▶ [Data records]
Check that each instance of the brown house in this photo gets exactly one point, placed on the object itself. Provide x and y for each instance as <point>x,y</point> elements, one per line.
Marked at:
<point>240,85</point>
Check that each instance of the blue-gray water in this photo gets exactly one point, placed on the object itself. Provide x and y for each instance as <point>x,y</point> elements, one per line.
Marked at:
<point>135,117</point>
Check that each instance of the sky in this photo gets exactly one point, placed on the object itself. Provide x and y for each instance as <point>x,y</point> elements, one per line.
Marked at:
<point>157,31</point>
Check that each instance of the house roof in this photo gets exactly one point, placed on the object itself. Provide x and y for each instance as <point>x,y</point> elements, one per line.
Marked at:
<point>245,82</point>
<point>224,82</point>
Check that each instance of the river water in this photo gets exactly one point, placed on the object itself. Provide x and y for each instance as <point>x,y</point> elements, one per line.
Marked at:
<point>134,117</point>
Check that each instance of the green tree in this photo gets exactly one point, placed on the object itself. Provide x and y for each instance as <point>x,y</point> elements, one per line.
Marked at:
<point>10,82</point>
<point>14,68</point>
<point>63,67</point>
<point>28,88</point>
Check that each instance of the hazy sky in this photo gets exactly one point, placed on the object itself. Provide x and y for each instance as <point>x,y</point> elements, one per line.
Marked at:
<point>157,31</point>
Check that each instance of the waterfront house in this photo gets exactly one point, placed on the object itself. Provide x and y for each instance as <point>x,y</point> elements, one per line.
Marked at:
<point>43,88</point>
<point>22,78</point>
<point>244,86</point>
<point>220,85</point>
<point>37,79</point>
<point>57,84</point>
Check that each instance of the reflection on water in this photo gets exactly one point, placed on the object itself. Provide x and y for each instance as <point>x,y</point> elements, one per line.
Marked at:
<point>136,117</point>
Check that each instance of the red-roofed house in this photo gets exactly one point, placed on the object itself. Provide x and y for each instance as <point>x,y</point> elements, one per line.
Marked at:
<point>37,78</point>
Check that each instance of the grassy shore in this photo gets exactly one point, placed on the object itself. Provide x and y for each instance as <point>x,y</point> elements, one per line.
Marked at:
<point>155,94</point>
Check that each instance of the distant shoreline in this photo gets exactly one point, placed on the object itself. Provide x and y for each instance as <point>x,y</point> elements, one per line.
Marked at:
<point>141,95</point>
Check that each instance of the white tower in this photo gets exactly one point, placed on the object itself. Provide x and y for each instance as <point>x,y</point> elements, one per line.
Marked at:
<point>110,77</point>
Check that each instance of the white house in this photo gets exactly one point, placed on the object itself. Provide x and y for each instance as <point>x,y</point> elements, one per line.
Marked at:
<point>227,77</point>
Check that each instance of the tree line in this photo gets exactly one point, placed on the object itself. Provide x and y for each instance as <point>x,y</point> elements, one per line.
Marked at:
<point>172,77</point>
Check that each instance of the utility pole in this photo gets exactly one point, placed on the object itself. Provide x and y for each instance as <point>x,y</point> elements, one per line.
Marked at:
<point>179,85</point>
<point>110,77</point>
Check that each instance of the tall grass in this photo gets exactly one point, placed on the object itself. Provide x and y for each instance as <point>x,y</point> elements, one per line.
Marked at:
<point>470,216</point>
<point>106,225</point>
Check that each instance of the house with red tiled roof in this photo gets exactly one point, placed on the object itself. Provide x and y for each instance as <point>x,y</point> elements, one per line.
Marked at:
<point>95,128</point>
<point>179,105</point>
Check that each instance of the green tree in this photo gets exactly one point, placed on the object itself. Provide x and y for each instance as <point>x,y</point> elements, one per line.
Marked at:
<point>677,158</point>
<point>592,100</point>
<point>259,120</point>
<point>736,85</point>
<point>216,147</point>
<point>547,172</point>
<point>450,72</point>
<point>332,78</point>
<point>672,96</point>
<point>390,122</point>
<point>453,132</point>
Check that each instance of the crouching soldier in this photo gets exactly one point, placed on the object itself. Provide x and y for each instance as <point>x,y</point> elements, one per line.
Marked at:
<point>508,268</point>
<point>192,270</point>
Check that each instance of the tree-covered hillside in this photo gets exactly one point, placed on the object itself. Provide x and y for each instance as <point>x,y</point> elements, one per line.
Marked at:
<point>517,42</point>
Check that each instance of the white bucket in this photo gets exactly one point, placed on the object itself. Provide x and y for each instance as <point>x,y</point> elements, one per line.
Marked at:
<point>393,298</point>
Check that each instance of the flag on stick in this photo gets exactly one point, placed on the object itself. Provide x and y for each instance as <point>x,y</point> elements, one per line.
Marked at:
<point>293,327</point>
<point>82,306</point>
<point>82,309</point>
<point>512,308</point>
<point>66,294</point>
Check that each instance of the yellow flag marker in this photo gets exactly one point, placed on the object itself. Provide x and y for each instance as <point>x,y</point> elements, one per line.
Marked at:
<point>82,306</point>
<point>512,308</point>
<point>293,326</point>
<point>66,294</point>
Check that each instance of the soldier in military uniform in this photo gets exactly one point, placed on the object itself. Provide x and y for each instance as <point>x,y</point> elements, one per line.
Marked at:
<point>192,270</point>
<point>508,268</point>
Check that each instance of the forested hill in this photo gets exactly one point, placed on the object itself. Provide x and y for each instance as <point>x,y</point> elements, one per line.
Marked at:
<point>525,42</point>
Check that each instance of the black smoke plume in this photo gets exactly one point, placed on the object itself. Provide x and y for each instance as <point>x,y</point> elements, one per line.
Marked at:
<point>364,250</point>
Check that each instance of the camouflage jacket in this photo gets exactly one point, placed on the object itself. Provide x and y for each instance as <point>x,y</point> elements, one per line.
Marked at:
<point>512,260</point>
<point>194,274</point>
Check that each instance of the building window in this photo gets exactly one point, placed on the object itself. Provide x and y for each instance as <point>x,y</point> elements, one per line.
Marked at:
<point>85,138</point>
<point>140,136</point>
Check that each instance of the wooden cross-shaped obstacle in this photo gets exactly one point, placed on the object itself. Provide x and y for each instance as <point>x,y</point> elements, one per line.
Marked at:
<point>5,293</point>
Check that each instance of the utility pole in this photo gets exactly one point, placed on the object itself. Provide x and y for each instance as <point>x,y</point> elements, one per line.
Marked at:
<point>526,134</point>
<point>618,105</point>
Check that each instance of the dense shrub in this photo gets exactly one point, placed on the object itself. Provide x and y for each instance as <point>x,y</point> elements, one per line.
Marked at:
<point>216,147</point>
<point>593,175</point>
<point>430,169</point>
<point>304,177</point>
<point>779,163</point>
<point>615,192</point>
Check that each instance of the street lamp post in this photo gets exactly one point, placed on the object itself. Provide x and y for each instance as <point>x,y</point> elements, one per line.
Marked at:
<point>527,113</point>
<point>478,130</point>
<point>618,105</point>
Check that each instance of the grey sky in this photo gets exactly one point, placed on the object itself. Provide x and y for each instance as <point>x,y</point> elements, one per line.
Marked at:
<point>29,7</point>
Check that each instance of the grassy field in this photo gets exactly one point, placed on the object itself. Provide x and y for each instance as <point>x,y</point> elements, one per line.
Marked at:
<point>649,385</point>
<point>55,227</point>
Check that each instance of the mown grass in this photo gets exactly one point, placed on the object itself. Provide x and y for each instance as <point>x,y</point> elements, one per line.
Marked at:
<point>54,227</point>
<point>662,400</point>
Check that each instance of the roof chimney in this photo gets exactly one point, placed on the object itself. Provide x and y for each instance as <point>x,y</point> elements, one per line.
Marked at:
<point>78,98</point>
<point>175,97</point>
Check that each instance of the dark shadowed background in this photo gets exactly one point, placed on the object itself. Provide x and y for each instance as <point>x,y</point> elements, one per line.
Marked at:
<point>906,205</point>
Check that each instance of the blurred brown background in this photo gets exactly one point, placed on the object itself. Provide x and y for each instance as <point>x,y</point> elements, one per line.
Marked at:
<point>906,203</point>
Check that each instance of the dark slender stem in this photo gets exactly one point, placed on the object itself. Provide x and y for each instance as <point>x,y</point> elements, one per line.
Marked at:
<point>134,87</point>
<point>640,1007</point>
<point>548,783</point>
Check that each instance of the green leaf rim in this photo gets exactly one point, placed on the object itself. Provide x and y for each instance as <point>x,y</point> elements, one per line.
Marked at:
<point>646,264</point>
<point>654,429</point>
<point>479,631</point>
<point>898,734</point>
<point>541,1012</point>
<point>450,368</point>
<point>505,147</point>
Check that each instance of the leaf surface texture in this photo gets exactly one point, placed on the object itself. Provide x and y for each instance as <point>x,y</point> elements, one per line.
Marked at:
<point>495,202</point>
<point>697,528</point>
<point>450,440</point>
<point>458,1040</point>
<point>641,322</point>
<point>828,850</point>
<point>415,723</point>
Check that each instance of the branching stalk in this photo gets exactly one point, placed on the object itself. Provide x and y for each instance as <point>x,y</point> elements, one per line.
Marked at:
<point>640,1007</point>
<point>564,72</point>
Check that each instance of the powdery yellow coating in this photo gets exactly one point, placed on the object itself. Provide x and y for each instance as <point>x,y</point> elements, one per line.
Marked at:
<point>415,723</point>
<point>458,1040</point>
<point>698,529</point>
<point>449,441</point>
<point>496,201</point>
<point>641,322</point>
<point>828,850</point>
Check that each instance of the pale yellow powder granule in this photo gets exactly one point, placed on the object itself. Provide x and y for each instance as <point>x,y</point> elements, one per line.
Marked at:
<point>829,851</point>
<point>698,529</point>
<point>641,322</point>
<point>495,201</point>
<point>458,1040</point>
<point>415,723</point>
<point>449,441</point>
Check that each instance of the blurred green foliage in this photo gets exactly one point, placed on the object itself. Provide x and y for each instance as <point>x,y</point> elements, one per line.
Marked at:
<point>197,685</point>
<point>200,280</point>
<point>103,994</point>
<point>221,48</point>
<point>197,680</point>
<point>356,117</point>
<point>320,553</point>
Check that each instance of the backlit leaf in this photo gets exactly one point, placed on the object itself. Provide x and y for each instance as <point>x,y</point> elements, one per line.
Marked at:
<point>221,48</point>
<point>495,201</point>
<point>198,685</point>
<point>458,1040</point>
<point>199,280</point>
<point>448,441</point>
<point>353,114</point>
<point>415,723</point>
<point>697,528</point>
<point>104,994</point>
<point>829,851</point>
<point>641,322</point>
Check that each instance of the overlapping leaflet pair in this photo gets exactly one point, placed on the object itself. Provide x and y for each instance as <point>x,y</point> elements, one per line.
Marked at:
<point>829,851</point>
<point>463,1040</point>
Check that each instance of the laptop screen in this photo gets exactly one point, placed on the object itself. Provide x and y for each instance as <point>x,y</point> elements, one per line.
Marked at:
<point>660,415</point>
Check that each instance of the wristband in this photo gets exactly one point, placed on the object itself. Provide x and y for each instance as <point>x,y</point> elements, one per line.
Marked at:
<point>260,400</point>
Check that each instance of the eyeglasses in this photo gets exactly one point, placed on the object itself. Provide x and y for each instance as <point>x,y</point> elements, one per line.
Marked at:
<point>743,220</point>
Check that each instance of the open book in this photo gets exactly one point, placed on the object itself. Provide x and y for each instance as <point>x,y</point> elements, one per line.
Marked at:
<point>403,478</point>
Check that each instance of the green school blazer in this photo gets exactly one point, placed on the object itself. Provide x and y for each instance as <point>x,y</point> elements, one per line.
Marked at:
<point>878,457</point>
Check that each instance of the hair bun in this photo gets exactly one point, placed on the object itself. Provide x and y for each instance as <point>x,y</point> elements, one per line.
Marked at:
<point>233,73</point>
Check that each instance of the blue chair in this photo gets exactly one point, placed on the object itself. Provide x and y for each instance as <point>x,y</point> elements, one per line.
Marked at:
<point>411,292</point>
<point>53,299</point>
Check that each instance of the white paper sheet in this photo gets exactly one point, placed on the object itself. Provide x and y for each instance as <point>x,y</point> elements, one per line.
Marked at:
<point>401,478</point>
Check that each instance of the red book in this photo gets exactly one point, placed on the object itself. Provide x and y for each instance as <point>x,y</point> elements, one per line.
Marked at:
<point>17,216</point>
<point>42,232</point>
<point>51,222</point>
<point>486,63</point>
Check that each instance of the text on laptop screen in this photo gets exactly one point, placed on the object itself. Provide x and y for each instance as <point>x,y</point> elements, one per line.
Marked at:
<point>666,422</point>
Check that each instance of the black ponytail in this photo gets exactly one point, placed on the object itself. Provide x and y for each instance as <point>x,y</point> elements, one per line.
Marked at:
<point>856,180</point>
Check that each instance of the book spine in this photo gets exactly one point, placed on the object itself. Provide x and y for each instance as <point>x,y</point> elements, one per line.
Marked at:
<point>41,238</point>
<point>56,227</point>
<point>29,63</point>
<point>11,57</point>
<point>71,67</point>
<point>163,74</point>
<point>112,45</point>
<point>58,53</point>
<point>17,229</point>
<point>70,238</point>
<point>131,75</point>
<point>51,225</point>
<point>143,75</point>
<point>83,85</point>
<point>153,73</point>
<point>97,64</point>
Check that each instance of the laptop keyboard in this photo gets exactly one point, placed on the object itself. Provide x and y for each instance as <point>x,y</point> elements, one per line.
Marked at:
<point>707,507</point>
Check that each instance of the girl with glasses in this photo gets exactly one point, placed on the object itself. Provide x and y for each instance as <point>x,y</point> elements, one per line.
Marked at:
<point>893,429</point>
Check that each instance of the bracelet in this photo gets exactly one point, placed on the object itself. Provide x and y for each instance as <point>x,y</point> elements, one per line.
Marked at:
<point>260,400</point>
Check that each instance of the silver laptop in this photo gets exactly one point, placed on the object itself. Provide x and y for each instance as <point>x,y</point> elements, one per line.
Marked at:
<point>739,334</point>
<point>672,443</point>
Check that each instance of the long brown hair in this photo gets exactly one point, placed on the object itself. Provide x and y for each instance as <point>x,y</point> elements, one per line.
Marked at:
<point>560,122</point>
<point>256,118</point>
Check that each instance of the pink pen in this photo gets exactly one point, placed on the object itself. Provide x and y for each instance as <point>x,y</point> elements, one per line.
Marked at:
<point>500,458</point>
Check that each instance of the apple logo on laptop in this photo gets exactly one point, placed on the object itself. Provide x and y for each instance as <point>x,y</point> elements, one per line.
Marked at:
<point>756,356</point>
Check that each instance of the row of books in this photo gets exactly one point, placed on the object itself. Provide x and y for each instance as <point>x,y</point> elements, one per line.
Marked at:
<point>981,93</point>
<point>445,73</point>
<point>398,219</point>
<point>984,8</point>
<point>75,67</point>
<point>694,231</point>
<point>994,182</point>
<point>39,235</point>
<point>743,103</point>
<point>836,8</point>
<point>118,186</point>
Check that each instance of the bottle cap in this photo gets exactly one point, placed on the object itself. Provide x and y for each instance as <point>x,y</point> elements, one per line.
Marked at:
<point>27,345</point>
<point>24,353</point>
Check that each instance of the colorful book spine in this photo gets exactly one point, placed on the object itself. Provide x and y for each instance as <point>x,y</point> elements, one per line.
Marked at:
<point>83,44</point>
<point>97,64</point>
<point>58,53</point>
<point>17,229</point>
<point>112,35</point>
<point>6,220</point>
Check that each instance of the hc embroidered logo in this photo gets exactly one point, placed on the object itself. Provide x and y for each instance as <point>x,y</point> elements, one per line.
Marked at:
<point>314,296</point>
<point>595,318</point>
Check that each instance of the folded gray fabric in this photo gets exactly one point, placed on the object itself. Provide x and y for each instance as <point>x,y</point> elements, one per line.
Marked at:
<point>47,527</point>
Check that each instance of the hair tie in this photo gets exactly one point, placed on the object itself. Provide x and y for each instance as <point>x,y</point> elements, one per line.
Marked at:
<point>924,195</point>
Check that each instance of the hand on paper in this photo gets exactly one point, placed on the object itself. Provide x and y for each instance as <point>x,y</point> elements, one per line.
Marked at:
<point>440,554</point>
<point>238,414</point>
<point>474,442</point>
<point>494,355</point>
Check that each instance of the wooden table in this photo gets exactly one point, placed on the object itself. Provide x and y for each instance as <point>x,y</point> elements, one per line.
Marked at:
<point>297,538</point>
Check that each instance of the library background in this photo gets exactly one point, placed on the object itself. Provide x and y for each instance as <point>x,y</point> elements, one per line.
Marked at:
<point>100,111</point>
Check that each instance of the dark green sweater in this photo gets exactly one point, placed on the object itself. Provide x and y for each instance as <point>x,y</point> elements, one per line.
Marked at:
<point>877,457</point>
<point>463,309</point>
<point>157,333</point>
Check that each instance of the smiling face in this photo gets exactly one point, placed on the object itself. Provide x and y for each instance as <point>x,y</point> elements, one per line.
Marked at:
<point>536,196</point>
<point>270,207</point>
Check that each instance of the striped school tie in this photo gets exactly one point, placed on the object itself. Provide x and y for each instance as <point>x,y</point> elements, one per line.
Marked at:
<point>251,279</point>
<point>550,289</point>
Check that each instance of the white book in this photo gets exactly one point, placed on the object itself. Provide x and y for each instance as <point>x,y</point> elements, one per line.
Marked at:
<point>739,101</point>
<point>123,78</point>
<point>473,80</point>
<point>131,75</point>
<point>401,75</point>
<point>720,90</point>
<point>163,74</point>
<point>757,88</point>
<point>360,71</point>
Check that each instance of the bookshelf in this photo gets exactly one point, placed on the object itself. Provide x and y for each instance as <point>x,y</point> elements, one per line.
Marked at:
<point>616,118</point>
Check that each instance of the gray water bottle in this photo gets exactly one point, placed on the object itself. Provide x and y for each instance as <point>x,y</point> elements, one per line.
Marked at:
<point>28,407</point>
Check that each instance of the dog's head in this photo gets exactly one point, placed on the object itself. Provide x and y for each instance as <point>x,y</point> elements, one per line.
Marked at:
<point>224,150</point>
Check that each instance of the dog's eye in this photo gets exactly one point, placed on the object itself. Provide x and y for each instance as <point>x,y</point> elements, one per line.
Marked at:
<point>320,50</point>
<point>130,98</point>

▶ [Work to do] Format everything from the line containing "Check that each instance of the white paper" down to the line containing "<point>401,478</point>" as a Markdown table with two columns, Row and Line. Put one of those lines of the items in each row, number the rows, and skip blank lines.

▶ [Answer to the problem]
| Row | Line |
|---|---|
| 1 | Check that each instance of the white paper sheet in this photo gets exactly one point, placed on the object itself. Provide x and y for each instance as <point>x,y</point> elements, one per line. |
| 2 | Marked at: |
| 3 | <point>401,478</point> |